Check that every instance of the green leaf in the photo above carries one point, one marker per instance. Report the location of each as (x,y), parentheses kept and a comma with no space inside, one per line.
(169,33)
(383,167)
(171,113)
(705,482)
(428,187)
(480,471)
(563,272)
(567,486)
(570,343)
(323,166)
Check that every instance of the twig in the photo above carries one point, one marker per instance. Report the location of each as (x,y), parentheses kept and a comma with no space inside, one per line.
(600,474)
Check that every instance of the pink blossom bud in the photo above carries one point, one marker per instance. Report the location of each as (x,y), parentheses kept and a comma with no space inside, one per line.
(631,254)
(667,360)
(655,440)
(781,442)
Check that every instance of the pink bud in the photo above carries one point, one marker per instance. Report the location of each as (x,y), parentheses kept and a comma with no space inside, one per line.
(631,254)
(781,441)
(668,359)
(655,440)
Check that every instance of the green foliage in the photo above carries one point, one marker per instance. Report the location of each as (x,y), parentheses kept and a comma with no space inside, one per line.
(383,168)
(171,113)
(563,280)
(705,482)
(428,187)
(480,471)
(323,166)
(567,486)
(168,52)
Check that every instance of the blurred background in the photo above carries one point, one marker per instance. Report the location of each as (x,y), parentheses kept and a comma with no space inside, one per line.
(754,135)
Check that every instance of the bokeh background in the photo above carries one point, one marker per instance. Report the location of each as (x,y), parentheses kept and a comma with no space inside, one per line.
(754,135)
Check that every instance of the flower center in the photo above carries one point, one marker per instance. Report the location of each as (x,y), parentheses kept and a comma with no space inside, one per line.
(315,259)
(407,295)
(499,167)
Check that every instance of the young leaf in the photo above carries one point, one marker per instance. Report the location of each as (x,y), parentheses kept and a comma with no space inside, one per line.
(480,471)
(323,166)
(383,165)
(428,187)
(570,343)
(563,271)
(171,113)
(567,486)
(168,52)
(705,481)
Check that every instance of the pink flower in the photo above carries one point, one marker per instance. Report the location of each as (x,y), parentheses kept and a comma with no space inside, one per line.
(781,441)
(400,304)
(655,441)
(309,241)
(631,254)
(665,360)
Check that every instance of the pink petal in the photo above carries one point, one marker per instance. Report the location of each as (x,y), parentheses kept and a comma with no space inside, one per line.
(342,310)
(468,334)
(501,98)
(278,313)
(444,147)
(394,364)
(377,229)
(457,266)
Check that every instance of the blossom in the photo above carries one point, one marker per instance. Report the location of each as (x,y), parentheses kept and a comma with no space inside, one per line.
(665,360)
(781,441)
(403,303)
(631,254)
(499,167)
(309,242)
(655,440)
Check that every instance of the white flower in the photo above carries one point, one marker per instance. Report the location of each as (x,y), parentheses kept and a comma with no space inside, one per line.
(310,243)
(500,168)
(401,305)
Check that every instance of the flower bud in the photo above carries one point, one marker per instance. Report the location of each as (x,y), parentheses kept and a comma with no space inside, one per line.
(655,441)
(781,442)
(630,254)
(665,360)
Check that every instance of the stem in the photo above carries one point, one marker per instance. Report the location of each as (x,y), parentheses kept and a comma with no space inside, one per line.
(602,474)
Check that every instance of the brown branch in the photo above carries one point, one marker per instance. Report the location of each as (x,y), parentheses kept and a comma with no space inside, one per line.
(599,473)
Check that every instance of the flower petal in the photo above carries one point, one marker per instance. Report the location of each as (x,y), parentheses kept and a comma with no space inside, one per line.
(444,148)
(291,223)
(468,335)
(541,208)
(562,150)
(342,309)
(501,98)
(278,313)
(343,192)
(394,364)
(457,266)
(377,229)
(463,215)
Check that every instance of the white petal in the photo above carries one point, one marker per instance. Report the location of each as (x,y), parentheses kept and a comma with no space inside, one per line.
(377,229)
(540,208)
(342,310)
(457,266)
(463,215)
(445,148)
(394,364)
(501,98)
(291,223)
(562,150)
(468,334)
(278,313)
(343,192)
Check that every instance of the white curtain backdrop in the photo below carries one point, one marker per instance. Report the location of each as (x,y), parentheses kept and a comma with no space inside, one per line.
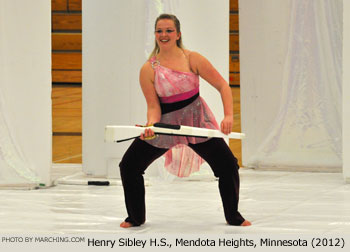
(25,93)
(306,133)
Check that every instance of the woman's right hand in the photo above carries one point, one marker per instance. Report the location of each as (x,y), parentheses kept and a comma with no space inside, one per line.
(148,134)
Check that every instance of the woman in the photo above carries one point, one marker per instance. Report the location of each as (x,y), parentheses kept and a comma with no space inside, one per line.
(170,84)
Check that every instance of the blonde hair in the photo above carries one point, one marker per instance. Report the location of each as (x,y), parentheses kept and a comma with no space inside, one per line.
(178,30)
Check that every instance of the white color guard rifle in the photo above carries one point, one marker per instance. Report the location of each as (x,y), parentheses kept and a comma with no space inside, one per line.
(114,133)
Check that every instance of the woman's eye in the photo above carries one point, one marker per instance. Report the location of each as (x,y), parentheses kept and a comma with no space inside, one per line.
(167,31)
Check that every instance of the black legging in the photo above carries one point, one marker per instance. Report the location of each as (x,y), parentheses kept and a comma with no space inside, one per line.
(215,151)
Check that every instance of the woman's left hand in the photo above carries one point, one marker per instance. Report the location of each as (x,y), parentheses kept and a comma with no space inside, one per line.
(226,125)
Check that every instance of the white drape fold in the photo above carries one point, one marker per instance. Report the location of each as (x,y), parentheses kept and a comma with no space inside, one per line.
(307,131)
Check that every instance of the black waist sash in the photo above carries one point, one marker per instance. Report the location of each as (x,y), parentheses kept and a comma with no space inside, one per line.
(170,107)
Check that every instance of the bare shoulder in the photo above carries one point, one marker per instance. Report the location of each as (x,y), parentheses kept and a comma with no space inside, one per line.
(196,61)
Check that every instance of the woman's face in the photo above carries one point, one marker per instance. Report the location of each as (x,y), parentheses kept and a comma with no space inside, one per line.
(166,34)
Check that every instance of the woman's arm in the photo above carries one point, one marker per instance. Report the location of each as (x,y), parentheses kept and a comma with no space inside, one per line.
(153,107)
(204,68)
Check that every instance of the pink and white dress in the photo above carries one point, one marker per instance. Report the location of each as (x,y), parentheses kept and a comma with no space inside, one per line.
(181,104)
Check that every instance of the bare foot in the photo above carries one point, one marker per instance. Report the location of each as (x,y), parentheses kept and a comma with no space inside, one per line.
(246,223)
(125,224)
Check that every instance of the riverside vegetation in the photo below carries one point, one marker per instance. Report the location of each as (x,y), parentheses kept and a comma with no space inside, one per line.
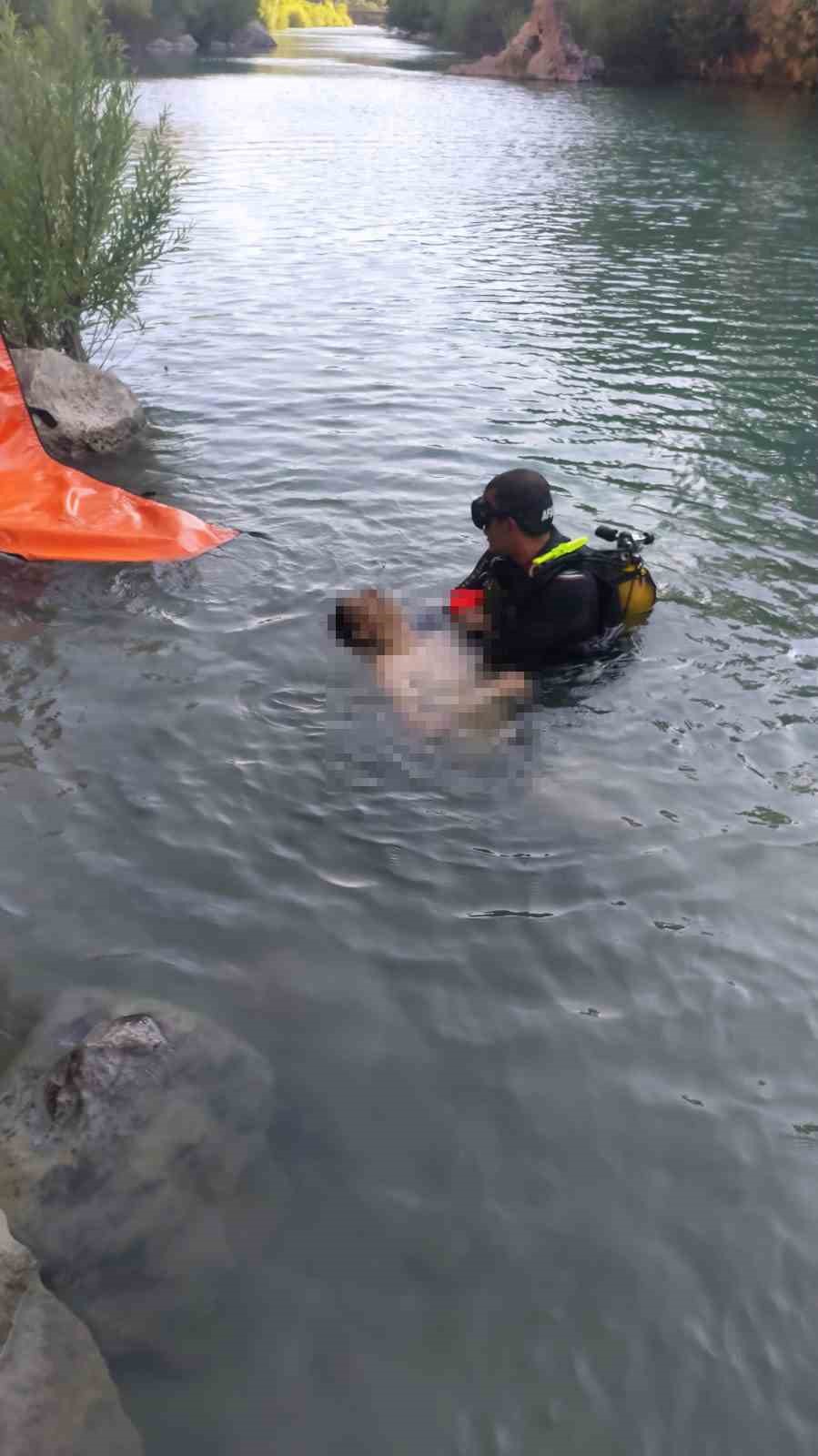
(657,38)
(87,198)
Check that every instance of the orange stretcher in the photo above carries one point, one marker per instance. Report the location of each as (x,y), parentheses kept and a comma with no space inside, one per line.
(50,511)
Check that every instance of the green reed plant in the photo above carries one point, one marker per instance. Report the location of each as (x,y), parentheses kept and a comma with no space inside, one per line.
(87,197)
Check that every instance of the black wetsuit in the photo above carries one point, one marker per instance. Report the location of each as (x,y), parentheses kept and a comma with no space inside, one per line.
(541,618)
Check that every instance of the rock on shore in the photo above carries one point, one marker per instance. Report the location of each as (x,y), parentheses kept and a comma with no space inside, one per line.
(126,1130)
(77,408)
(540,51)
(56,1394)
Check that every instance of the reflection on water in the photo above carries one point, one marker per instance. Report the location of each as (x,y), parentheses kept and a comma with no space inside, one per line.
(541,1016)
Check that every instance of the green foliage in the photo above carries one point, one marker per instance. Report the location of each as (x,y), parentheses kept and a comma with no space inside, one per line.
(410,15)
(625,33)
(650,36)
(703,29)
(86,197)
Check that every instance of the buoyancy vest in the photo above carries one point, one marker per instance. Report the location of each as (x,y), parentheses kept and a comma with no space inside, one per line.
(628,592)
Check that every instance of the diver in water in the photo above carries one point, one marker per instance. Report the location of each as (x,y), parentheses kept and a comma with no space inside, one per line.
(434,682)
(543,599)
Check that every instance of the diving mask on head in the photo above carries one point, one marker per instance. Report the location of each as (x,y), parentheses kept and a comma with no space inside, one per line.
(483,513)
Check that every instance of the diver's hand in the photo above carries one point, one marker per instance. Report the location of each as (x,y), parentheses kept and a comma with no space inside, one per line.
(472,619)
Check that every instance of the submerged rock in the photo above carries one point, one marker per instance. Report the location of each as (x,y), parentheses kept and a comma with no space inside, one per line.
(250,40)
(172,46)
(541,51)
(76,407)
(126,1132)
(56,1392)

WHAT YOU ARE ASKED TO DO:
Your task is to transcribe the line containing "Check that every instance of the reflection" and every line after it, through the last line of the data, exactly as written and with nothing more.

ANSWER TO THIS TASK:
Check that every instance of the reflection on water in the photo above carries one point, one marker per instance. Report the location of each as (x,y), parentheses kept and a comma with no space inside, one per line.
(541,1016)
Check that every instance of the green foliage in the photo above carries one point, one marker per instance. Report the location of each as (x,y), parentheses kept and a comma with no space inside, one per line.
(410,15)
(625,33)
(650,36)
(703,29)
(86,197)
Check that every instance of the buoyancy vest in the photo above carries one point, one marker per instance. Report the location of each as (x,y), parentheses kept and a comma with no space inside, one per line.
(628,592)
Check that every instance of the diver in water in the photo above carries one point, one marker per instance. Report the location of each as (x,y), parentheses kept and a comma with no space inside, one per line.
(434,682)
(543,599)
Check that every instance of the diving mask on head in the photo above carries one point, one marker per instance. Report the location of each as (x,y), parentheses kept and a comma with no space inside, one per line.
(483,513)
Check that every instance of the diver's hand in the photo above carries one point, one marker per instance. Report the location of each as (x,y), parentheses kept and a comma with no space inside, one per line.
(472,619)
Check that every instance of the submerged rock in the photo above carries one point, one marker per instance. Report the location of each as (x,y), parentheses kept and a comma with no space inside, one per line.
(250,40)
(172,46)
(541,51)
(76,407)
(126,1132)
(56,1392)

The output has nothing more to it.